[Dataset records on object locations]
____________________

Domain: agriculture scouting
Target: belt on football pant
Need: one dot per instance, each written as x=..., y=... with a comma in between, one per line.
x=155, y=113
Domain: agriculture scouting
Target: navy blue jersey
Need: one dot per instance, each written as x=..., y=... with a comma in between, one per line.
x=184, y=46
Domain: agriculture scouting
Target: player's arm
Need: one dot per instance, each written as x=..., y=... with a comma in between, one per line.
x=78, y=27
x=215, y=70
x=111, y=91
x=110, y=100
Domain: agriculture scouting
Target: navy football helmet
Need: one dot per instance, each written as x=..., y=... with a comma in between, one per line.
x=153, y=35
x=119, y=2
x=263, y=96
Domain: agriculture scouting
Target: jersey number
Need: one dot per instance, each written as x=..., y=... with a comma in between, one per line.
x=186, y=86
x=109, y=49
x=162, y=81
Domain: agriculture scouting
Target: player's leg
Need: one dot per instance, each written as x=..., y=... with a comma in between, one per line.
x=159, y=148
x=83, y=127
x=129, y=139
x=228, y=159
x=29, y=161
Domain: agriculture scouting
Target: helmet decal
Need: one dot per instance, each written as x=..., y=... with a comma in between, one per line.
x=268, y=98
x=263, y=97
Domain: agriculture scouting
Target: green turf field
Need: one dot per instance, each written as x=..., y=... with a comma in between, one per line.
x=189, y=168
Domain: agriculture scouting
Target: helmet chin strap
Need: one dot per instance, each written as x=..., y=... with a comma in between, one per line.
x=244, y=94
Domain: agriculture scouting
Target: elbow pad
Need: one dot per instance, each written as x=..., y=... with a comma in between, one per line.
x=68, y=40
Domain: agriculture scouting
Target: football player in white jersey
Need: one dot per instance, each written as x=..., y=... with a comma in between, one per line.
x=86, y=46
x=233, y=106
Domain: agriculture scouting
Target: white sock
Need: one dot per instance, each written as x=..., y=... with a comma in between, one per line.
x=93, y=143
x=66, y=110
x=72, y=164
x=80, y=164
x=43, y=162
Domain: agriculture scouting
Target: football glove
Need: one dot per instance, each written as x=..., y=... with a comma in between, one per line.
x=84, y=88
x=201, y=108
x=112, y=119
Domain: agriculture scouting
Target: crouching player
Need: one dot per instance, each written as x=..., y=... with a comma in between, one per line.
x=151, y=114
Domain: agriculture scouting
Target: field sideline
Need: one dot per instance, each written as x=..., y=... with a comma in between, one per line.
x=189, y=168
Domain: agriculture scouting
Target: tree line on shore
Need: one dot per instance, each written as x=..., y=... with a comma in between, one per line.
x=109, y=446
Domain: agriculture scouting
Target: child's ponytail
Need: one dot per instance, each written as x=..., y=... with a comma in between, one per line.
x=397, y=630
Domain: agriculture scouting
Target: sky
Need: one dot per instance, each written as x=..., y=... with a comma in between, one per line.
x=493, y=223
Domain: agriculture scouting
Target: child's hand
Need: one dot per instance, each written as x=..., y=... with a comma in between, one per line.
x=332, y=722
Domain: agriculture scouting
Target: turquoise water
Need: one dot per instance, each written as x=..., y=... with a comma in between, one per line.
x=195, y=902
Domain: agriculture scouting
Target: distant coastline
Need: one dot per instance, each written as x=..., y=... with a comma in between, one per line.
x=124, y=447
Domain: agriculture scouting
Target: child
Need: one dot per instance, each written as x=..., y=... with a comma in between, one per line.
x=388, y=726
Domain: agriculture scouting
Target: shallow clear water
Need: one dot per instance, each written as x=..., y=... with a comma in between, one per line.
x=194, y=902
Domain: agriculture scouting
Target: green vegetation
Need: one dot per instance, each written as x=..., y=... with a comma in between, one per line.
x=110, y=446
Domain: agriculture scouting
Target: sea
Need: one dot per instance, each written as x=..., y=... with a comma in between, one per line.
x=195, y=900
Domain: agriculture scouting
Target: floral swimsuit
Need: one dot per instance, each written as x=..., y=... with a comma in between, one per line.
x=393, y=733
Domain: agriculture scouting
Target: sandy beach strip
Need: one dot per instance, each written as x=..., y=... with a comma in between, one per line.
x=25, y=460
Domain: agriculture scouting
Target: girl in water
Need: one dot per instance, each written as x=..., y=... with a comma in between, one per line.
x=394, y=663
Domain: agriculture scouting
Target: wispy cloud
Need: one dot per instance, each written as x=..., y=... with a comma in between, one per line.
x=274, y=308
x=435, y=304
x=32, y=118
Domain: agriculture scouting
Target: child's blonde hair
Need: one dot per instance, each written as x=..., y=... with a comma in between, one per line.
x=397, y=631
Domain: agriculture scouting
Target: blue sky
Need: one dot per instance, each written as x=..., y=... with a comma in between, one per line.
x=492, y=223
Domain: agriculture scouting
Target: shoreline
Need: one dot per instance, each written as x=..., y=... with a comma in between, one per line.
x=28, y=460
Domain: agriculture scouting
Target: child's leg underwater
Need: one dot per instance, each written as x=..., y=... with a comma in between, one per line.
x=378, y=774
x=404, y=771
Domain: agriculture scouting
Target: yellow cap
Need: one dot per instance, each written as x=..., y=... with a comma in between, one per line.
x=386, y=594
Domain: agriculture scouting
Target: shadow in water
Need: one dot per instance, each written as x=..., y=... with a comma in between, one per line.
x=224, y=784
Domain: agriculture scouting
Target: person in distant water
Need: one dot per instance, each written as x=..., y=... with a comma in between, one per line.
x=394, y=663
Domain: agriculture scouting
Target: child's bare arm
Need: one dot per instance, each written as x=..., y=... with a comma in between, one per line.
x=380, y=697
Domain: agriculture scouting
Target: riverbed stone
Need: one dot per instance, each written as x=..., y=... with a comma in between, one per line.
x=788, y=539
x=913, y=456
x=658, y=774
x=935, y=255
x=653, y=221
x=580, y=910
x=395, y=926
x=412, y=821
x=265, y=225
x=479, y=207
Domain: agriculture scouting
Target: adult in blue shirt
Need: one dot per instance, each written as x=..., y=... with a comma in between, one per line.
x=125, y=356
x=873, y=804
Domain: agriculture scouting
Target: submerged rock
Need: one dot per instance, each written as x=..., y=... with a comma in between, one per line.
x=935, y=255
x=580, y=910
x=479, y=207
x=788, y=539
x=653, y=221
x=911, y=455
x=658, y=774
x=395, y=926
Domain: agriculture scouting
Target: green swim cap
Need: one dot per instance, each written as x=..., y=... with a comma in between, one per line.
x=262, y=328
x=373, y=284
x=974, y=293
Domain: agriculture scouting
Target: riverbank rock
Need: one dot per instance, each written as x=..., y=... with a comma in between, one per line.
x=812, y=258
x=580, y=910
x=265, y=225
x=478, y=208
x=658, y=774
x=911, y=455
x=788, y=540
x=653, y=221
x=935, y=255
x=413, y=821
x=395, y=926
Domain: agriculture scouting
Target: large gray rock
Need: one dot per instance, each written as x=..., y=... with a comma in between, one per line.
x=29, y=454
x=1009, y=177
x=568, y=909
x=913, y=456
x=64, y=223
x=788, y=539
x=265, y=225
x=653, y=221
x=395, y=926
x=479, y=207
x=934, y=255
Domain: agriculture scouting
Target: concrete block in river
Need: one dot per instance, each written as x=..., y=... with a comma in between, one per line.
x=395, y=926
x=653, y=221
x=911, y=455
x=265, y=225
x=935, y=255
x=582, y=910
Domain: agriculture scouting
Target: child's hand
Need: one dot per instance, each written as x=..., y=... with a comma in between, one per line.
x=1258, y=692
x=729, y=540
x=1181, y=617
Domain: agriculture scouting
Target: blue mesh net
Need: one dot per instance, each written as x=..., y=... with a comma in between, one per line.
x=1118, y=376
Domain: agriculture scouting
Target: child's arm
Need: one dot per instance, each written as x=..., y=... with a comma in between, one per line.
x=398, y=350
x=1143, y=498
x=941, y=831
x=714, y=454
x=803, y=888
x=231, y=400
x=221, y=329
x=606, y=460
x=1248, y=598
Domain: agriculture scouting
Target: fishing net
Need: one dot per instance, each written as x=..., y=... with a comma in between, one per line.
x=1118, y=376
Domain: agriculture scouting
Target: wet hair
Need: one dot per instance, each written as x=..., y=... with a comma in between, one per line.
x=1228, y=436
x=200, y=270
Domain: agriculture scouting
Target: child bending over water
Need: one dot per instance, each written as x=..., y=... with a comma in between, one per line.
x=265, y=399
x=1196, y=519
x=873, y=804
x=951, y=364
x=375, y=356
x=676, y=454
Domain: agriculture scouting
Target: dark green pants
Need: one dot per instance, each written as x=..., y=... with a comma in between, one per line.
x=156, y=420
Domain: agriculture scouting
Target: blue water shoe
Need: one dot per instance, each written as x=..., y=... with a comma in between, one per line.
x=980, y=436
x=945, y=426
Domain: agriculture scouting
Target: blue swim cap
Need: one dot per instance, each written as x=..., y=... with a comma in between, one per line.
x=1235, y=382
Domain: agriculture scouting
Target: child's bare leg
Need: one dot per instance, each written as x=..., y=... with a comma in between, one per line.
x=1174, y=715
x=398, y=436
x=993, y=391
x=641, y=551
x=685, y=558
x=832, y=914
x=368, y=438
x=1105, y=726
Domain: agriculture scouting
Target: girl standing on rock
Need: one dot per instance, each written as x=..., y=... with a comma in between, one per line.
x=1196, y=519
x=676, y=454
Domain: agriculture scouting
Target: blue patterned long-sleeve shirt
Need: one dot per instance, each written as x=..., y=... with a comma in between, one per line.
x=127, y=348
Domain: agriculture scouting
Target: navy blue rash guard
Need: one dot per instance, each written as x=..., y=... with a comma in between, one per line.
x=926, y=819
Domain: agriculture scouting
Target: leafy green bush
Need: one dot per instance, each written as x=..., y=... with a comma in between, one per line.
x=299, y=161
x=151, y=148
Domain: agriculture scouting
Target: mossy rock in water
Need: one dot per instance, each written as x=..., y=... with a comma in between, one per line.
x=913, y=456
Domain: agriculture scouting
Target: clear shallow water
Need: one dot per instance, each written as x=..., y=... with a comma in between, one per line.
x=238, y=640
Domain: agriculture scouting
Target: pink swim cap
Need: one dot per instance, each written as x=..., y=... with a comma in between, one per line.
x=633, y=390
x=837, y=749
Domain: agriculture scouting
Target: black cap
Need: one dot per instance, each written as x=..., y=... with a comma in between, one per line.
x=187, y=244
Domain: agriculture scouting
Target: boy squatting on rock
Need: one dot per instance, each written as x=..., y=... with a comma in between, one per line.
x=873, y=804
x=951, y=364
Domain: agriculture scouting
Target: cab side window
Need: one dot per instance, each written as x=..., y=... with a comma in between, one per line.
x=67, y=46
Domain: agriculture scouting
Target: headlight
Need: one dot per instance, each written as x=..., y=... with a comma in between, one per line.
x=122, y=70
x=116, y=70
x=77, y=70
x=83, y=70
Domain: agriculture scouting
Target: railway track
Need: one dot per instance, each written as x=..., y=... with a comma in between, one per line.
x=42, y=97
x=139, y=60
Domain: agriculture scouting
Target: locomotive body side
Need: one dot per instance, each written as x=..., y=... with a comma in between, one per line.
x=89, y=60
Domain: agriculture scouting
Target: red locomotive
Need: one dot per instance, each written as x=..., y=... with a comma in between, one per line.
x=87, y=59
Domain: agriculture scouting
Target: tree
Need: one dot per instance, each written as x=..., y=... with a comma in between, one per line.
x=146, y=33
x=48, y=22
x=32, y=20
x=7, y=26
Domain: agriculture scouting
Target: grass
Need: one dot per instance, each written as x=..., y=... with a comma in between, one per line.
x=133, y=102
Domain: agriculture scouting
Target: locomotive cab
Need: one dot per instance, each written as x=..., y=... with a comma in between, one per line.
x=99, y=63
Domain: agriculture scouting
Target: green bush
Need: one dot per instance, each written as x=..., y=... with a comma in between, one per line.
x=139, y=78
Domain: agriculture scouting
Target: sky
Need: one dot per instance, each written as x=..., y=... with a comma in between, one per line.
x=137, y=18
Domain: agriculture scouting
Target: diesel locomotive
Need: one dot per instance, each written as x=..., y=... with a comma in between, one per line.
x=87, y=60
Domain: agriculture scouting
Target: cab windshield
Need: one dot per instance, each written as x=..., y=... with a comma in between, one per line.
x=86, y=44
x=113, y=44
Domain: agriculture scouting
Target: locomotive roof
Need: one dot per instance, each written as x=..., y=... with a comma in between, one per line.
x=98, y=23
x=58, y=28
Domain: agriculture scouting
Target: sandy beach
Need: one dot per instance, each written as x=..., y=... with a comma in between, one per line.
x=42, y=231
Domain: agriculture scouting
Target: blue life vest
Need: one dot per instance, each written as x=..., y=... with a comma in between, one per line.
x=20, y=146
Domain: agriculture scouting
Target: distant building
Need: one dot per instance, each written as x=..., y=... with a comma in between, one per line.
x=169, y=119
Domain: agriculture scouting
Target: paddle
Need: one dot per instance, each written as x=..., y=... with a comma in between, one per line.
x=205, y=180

____________________

SET TASK ▸ Rescale the records above, starting at their first line and ending at the line that contains "x=263, y=97". Rewrite every line in that span, requests included, but multiply each x and y coordinate in the answers by 0.9 and round to whole numbers, with halves rounded up.

TASK RESULT ▸
Domain: agriculture scouting
Target: belt on football pant
Need: one dot per instance, each written as x=..., y=... with a comma in between, one per line.
x=140, y=102
Domain: agriculture scouting
Target: navy blue jersey
Need: one dot per instance, each written as x=..., y=... with a comma in between, one per line.
x=166, y=41
Domain: agriculture scouting
Target: player's arm
Need: one dot per instance, each written as x=..., y=... with a comma in between, one per line.
x=70, y=24
x=194, y=63
x=100, y=82
x=99, y=90
Domain: agriculture scouting
Target: navy football helmet
Need: one dot per instance, each written as x=..., y=... with a comma in between, one per line.
x=138, y=32
x=107, y=2
x=237, y=86
Domain: agriculture scouting
Target: jersey number
Need: one dot per instance, each written as x=..., y=... with a comma in between, one per line.
x=167, y=77
x=98, y=44
x=146, y=73
Domain: agriculture scouting
Target: player's leg
Need: one dot per instance, each written as x=..., y=... with a comma in between, one per line.
x=143, y=133
x=75, y=114
x=116, y=125
x=205, y=143
x=26, y=145
Domain: agriculture scouting
Target: helmet decal
Need: one dot per instance, each written as x=..., y=... with a comma in between, one per line.
x=241, y=88
x=237, y=87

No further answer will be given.